***** Selected passage *****

Life Is Like A Box Of Records: The Bara Bara Band

Set to release their new album, The Seeds Inside (The Grapes Upon The Vine), on 15th September, South London’s The Bara Bara Band effortlessly blend the new with the old to create a cocktail of feel-good folk. 

Rupert from the band has shared some of his most influential tracks with us for this week’s Life Is Like A Box Of Records…

‘Holiday’ – Bee Gees

The first record I had was the Best of The Bee Gees Volume 1. I think my grandmother bought it for me. I don’t know why. Volume 1 is the pre-disco version of the Bee Gees. Volume 2 has the disco stuff. Volume 1 is a collection of widescreen lushly orchestrated power ballads. It is a horrendously miserable record to listen to beginning to end. Every song is a heart wrenching call for help in a minor key. Side A starts with probably the most positive song, ‘Holiday’. “Millions of eyes can see, then why am I so blind? It’s unkind” and gets sadder and sadder with each song finishing with the ‘New York Mining Disaster 1941’. Listening to that record at the age of 8, it’s amazing I wasn’t scarred for life!

‘Bushes And Briars’ – Isla Cameron 

It was in the 1967 film Far From The Madding Crowd in which I first heard ‘Bushes and Briars’ sung by Isla Cameron. I was already into the idea of British Folk but it had all seemed quite alien to me thus far. I had grown up thinking folk was Irish or American! When I heard ‘Bushes and Briars’, like Vaughan Williams who collected it from a shepherd in 1908, I felt like I had known it all my life, deep down. I felt like I had arrived home somehow.

‘La Isla Bonita’ – Madonna

At the age of about 9 or 10 I started learning the guitar with my teenage sister. We learnt pop songs. Strumming chords and singing. I don’t remember which song I learnt first but I remember enjoying playing ‘La Isla Bonita’ which would have been in the charts around then. Great song!

***** Available data *****

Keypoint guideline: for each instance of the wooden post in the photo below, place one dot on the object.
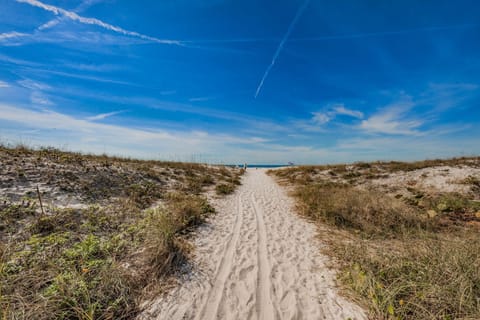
(40, 199)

*****

Check your understanding>
**a.** In the piece on The Bara Bara Band, reproduce the stretch from "It was in the" through "then. Great song!", switching "shepherd" to "farmer".
**b.** According to the piece on The Bara Bara Band, what was the first record Rupert owned?
**c.** Extend the piece on The Bara Bara Band's most influential records by writing what comes next after its final line.

Answer set>
**a.**
It was in the 1967 film Far From The Madding Crowd in which I first heard ‘Bushes and Briars’ sung by Isla Cameron. I was already into the idea of British Folk but it had all seemed quite alien to me thus far. I had grown up thinking folk was Irish or American! When I heard ‘Bushes and Briars’, like Vaughan Williams who collected it from a farmer in 1908, I felt like I had known it all my life, deep down. I felt like I had arrived home somehow.

‘La Isla Bonita’ – Madonna

At the age of about 9 or 10 I started learning the guitar with my teenage sister. We learnt pop songs. Strumming chords and singing. I don’t remember which song I learnt first but I remember enjoying playing ‘La Isla Bonita’ which would have been in the charts around then. Great song!

**b.** The Best of The Bee Gees Volume 1.

**c.**
‘Truckdrivin’ Neighbours Downstairs (Yellow Sweat)’ – Beck 

For most people Beck was a one hit wonder when the album Mellow Gold came out, my favourite of his albums. For me he was an absolute inspiration. I had recently acquired a four track recording device to record my songs and Beck used a similar device. Like Beck I would piss around with pans, speeds, reverbs, multitracking. It was all so exciting and fun.

‘Orgy Of Bubastus’ – Add N To X 

It’s easy to get stuck into associating certain styles of music must be played with certain instruments. In the nineties electronic music was dance music and was programmed with keyboards. Rock music was generally not programmed and played with guitars. This song gave me and the rest of the band I was in the inspiration to make live rock n roll music with synthesisers. These aggressive electronic analogue sounds were rarely heard then. Now you hear them all the time and maybe it was thanks bands like Chikinki that sprung up after Add n to x.

‘Be Bop a Lula’ – Gene Vincent

At the age of 11, my sister was 17 and a rockabilly. She turned me on to rock n roll. The music and lyrics are so simple that they make you want to join in whether singing, dancing, playing or writing. That became my philosophy of music. It’s what folk music is about for me. Screw the intellectuals, if you like it, maybe someone else will.

‘When We Love Again’ – Morning Star 

After studying at Bristol, the band I was in stayed on to keep at the music. We managed to find our way into a magnificent diy music scene with some great independent record labels. One of the bands I loved was Morning Star headed by Jesse Vernon. If there was a play count of songs you get in your head, this might be my top song. It was therefore like a dream when he asked me to play bass on tour with him in 2009. Boris (fiddle player) and I were playing for Morning Star when we met Ruth who was on the same bill. We got talking and she asked me and Boris later to join The Bara Bara Band!

‘Bonnie George Tyler’ – Cath and Phil Tyler

For the last four years Ruth and I have been running a folk club called Tooting Folk. We’ve been lucky to have some fantastic acts come to play. We were chuffed to have Cath and Phil Tyler come down to London to play. They opened their first set with this beautiful folk song.

‘The Recruited Collier’ – Anne Briggs

Much of folk music is story-telling and there is a definite emphasis on the performer to tell the story. There is no one better than Anne Briggs at this. Hearing this, I fell in love with what a traditional song can do. Although many say this song was half written by A L Lloyd before he gave it to Anne Briggs, it is clearly a fantastic recording of a fantastic folk song.

‘Log Cabin Home In the Sky’ – The Incredible String Band

Very hard to choose one song from the Incredible String Band because every song seems to have such a big effect. Ruth and I’s shared love of ISB has led them to nicknaming their home after this beautiful life-affirming song based on an old time fiddle tune, ‘Mississippi Waltz’.